What you should do
Locate every line in the items below that contains the word "shot" and copy each of those lines.

Raw records
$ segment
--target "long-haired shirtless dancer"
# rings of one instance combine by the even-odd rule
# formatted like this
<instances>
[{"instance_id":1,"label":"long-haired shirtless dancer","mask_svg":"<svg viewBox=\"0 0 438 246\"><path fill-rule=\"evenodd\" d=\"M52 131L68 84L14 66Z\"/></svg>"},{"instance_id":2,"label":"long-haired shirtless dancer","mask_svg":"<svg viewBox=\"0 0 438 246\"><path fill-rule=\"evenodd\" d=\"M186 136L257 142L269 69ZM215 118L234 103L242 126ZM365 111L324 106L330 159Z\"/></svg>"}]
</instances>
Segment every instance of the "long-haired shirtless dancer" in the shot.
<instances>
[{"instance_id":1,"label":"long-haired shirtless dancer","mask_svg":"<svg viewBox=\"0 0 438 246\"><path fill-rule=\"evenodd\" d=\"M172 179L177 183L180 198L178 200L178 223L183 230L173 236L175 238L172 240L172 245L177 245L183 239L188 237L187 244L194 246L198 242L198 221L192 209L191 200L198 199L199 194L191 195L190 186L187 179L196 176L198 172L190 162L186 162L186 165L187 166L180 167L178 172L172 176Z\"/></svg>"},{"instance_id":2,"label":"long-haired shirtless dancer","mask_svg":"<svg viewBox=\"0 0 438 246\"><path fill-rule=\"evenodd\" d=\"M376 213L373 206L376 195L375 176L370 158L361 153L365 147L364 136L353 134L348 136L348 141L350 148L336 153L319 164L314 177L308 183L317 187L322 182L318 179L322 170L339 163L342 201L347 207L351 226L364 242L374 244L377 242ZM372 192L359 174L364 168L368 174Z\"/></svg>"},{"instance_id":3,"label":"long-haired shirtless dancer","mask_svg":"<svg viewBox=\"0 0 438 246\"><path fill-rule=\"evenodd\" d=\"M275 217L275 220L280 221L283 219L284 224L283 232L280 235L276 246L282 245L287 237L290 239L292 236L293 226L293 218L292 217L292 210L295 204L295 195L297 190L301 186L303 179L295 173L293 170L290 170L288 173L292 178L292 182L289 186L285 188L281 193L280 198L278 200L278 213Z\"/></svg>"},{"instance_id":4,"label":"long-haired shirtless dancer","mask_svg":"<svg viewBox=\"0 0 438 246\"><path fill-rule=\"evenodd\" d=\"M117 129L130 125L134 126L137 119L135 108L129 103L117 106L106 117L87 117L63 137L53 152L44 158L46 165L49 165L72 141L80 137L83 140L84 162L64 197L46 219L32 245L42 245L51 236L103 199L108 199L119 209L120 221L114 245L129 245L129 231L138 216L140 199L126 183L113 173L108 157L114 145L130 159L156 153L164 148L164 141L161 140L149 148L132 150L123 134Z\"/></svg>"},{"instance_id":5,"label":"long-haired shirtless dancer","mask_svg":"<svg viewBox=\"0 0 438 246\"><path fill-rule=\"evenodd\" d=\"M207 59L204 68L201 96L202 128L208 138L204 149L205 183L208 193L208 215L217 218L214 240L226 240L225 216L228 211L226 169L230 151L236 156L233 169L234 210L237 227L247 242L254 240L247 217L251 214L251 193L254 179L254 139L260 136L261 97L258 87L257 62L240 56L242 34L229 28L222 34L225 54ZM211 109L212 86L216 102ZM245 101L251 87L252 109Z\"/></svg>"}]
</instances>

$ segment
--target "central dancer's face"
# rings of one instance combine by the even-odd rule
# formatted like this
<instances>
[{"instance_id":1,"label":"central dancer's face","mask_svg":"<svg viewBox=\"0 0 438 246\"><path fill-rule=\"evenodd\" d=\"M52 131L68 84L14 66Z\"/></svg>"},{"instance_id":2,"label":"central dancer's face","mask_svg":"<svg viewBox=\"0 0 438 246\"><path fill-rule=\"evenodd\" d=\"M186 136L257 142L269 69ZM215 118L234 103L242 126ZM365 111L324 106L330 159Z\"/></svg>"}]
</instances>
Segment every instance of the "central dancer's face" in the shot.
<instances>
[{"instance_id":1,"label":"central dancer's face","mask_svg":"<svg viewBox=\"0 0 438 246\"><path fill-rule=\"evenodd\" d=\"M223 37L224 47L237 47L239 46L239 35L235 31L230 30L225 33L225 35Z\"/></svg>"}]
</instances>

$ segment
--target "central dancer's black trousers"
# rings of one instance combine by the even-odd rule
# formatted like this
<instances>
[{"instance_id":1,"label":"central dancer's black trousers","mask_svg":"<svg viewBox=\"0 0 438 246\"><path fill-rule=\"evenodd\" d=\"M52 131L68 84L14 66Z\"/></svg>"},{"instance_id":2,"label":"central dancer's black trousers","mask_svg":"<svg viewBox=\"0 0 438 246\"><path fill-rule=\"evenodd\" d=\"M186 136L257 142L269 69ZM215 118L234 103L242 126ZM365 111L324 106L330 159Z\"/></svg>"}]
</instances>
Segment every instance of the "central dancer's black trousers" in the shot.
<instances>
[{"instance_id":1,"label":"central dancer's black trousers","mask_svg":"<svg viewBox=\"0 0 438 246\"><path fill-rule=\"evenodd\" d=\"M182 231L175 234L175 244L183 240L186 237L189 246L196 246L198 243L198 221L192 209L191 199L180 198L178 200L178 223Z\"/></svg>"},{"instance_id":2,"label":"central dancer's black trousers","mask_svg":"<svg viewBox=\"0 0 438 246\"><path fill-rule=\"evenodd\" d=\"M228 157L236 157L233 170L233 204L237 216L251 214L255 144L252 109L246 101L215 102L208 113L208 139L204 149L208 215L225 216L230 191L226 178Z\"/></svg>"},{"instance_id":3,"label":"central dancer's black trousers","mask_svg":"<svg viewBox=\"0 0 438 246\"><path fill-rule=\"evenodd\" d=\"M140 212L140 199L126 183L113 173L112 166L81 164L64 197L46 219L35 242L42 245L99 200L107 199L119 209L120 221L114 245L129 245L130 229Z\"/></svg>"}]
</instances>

Exercise response
Segment every instance of the "long-haired shirtless dancer" in the shot.
Segment every instance of the "central dancer's face" in the shot.
Segment every instance of the "central dancer's black trousers" in the shot.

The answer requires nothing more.